### Exercise a
Write out the part of the Dodd-Frank passage from "As was true" to "2008 financial meltdown." word for word.

### Reading passage
Corporate-sponsored groups have launched a campaign of litigation in the lower federal courts challenging the legality of the second major piece of President Barack Obama's legislative program, one that received a lot of attention in last week's first presidential debate: the Dodd-Frank Wall Street Reform and Consumer Protection Act of 2010. When these cases reach the Supreme Court, we could very well see a reprise of the drama surrounding its decision on the Affordable Care Act at the end of this past term.
As was true of the ACA, a Democratic-controlled Congress passed Dodd-Frank over almost universal Republican opposition, including a Senate filibuster. Unlike the ACA, however, Dodd-Frank — while monumental in its regulatory scope — was enacted with relatively little fanfare or controversy among the general public. The statute's essential purpose is to prevent the kind of reckless and wholly unregulated financial shenanigans that led to the 2008 financial meltdown.

### Exercise b
Repeat the rows word for word, from the first line of the rows to the line with "0L0 0L0 215L172", both lines included. Leave the pictures out of your answer.

### Input
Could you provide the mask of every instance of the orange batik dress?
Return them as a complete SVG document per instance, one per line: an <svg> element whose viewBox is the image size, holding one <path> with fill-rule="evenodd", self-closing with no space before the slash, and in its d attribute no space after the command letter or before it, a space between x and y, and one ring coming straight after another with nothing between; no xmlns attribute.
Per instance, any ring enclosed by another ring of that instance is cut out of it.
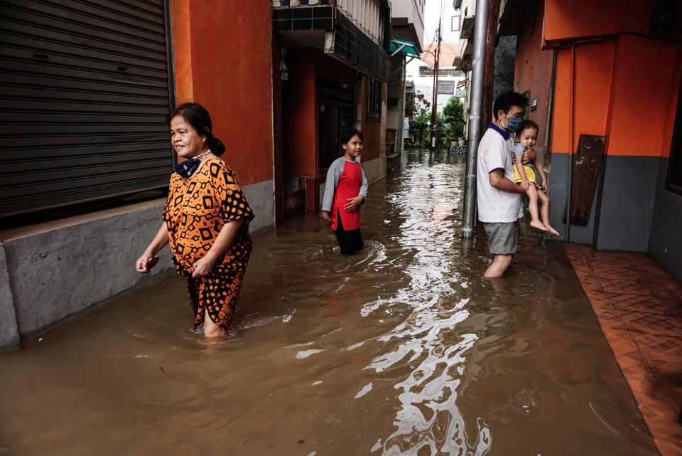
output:
<svg viewBox="0 0 682 456"><path fill-rule="evenodd" d="M193 265L208 252L223 226L233 220L244 223L232 245L205 277L192 278ZM204 322L205 310L220 327L227 329L251 255L249 207L232 169L220 158L209 159L189 178L173 173L163 220L178 272L185 277L187 292L196 316L195 328Z"/></svg>

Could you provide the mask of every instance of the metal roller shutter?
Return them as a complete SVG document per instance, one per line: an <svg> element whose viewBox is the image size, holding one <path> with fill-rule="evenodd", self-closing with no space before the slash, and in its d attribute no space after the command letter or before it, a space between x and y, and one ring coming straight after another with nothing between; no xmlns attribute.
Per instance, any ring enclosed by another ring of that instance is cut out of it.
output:
<svg viewBox="0 0 682 456"><path fill-rule="evenodd" d="M163 0L0 0L0 215L172 171Z"/></svg>

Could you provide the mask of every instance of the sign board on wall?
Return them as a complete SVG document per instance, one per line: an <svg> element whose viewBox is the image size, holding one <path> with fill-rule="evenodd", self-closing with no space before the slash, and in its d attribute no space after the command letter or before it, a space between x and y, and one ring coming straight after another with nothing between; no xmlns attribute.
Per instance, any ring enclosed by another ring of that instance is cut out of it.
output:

### Problem solution a
As was true of the ACA, a Democratic-controlled Congress passed Dodd-Frank over almost universal Republican opposition, including a Senate filibuster. Unlike the ACA, however, Dodd-Frank — while monumental in its regulatory scope — was enacted with relatively little fanfare or controversy among the general public. The statute's essential purpose is to prevent the kind of reckless and wholly unregulated financial shenanigans that led to the 2008 financial meltdown.

### Problem solution b
Could you provide the mask of every instance of the orange batik dress?
Return them as a complete SVG document per instance, one per line: an <svg> element whose viewBox is the image size, holding one <path> with fill-rule="evenodd", self-closing with no space before the slash, and in its d attribute no space after the command letter or before it, a space between x and y, and one ring coming straight after another with nothing between; no xmlns attribute.
Per instance, any ring enclosed by another ring of that instance is cut out of it.
output:
<svg viewBox="0 0 682 456"><path fill-rule="evenodd" d="M193 265L208 252L223 226L233 220L244 223L232 245L205 277L192 278ZM204 322L205 310L220 327L227 329L251 255L249 207L232 169L220 158L209 159L189 178L173 173L163 220L178 272L185 277L187 292L196 316L195 328Z"/></svg>

Could you provide the mask of every instance of the metal roller shutter?
Return them as a complete SVG document per instance, one per line: an <svg> element whose viewBox is the image size, holding one <path> with fill-rule="evenodd", self-closing with no space before the slash, and in its d attribute no space after the command letter or before it, a space between x and y, and one ring coming straight after another with nothing between; no xmlns attribute.
Per instance, any ring enclosed by another ring of that instance is cut out of it.
output:
<svg viewBox="0 0 682 456"><path fill-rule="evenodd" d="M163 0L0 0L0 215L172 171Z"/></svg>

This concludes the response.